Short problem:
Look for the line containing "Where can the grey" in the listing below. Retype that line and every subsequent line through the last one, and only those.

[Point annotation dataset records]
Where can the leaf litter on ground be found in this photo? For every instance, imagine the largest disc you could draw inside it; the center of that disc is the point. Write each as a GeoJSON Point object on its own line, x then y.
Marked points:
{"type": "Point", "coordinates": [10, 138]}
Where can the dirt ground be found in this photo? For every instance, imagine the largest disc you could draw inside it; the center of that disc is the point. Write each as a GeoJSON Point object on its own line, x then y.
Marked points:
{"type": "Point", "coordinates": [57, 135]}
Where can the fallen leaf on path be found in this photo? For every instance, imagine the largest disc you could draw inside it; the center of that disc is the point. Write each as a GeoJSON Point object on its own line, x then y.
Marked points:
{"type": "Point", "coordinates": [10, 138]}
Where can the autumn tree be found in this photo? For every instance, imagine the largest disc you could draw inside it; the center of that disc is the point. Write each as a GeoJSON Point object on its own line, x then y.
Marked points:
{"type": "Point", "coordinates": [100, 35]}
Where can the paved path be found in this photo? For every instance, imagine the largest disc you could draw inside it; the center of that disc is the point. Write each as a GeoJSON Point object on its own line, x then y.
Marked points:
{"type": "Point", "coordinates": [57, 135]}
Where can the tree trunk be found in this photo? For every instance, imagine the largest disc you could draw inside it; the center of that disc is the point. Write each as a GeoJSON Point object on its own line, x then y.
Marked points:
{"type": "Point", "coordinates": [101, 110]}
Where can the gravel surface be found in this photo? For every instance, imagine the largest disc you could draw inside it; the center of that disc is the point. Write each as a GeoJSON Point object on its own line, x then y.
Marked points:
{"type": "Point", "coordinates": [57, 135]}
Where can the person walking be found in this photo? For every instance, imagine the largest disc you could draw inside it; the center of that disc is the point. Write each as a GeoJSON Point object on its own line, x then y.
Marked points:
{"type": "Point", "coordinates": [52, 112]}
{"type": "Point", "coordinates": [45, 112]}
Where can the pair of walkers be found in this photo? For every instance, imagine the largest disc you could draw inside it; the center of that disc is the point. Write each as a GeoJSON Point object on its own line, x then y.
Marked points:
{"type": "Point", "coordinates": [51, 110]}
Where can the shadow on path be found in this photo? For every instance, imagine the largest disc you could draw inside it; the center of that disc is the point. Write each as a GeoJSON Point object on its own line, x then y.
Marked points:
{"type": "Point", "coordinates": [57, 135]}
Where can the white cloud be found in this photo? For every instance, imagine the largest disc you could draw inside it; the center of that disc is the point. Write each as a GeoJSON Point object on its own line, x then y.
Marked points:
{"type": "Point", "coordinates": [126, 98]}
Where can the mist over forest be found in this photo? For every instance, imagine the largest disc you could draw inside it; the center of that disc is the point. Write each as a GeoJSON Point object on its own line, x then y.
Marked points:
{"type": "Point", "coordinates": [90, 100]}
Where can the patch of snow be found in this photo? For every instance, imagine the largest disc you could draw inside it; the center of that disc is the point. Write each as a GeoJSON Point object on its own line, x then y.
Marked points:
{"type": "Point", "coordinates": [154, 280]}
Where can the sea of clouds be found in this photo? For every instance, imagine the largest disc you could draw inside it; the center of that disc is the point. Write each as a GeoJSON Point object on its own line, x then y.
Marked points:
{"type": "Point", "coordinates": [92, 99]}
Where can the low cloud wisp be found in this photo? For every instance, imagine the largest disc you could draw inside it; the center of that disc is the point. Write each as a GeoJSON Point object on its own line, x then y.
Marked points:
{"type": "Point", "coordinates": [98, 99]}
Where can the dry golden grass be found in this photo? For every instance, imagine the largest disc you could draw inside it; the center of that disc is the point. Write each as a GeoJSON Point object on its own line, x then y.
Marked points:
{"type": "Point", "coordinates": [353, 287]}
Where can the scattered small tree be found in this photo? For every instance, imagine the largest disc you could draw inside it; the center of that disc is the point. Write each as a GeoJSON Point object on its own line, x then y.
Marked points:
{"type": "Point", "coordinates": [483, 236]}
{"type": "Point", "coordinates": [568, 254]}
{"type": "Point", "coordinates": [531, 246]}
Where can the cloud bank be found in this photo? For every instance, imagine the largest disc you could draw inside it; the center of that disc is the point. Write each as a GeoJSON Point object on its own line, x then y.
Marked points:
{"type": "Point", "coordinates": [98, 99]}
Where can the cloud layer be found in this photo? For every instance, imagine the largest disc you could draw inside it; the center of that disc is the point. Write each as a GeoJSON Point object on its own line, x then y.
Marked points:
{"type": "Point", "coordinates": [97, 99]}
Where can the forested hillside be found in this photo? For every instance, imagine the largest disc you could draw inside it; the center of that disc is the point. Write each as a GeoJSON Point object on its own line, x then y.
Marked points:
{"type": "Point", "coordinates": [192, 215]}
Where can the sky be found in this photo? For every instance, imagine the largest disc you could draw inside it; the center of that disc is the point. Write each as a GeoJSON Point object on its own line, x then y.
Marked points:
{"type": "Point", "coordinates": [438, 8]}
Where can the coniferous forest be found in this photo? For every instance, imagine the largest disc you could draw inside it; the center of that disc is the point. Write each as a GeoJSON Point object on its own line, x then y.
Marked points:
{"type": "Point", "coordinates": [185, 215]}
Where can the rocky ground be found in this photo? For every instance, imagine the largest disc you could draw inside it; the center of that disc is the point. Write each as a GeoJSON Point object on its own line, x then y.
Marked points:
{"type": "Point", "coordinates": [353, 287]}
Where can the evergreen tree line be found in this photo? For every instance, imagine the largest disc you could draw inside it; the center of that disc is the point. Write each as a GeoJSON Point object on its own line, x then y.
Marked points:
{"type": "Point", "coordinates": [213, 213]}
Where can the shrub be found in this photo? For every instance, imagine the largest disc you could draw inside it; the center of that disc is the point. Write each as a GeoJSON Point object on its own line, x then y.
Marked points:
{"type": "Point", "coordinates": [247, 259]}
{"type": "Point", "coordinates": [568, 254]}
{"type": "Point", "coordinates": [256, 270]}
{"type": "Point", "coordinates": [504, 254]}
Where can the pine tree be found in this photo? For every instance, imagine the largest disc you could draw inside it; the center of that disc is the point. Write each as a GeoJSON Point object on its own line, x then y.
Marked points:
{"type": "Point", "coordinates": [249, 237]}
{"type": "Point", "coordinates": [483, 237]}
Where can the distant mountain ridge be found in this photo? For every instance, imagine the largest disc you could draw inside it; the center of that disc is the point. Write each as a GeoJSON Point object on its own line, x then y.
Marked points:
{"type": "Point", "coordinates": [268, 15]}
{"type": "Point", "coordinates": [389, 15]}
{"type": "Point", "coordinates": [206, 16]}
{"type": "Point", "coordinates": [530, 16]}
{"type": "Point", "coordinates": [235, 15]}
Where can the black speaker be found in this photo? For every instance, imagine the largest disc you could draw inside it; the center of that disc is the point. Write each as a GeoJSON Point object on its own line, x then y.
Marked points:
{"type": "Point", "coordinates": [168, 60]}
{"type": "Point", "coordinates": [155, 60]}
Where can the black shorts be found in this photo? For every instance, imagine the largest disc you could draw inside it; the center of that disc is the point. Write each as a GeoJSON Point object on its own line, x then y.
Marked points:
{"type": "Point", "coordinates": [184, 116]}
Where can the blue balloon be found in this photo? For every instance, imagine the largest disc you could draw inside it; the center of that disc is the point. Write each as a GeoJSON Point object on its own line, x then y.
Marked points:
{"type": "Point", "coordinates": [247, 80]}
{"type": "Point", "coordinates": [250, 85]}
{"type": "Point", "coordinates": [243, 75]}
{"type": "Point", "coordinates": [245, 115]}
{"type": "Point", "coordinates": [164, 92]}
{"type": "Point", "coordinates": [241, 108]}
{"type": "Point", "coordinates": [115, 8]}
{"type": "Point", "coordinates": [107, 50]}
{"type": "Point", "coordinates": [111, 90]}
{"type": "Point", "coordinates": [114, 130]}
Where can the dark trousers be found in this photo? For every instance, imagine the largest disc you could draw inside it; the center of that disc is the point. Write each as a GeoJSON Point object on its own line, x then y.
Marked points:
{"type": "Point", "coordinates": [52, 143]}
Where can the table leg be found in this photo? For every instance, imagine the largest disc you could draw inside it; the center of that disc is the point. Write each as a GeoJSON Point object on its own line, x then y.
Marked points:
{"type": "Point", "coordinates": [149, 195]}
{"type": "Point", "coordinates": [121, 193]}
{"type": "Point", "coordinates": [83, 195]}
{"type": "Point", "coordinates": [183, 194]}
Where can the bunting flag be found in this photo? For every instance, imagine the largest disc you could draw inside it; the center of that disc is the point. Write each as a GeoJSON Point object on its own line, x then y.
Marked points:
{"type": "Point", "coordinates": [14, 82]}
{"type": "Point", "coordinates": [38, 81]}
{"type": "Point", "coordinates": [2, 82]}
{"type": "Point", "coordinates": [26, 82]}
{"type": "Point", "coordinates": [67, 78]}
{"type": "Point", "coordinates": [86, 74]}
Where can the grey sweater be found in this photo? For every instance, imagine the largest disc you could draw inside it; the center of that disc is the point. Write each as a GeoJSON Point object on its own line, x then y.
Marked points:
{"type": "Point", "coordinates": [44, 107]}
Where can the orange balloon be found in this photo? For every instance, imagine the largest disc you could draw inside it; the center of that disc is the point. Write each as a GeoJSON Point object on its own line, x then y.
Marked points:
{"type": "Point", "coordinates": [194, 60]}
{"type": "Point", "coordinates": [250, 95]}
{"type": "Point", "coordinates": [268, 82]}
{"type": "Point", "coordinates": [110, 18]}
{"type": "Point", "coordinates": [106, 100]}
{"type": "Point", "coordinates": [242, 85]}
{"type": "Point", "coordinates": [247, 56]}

Written response:
Where can the grey sweater be found in this photo? For every instance, imagine the largest disc you could draw inside it; the center of that disc is the point. Write each as a GeoJSON Point object on its own line, x then y.
Marked points:
{"type": "Point", "coordinates": [44, 107]}
Where can the orange balloon be found in this photo? For every instance, imagine the largest disc you could draw inside it; the center of that disc is the point. Write each as a GeoJSON Point object on its own line, x then y.
Marked points:
{"type": "Point", "coordinates": [194, 60]}
{"type": "Point", "coordinates": [250, 95]}
{"type": "Point", "coordinates": [268, 82]}
{"type": "Point", "coordinates": [110, 18]}
{"type": "Point", "coordinates": [106, 100]}
{"type": "Point", "coordinates": [242, 85]}
{"type": "Point", "coordinates": [247, 56]}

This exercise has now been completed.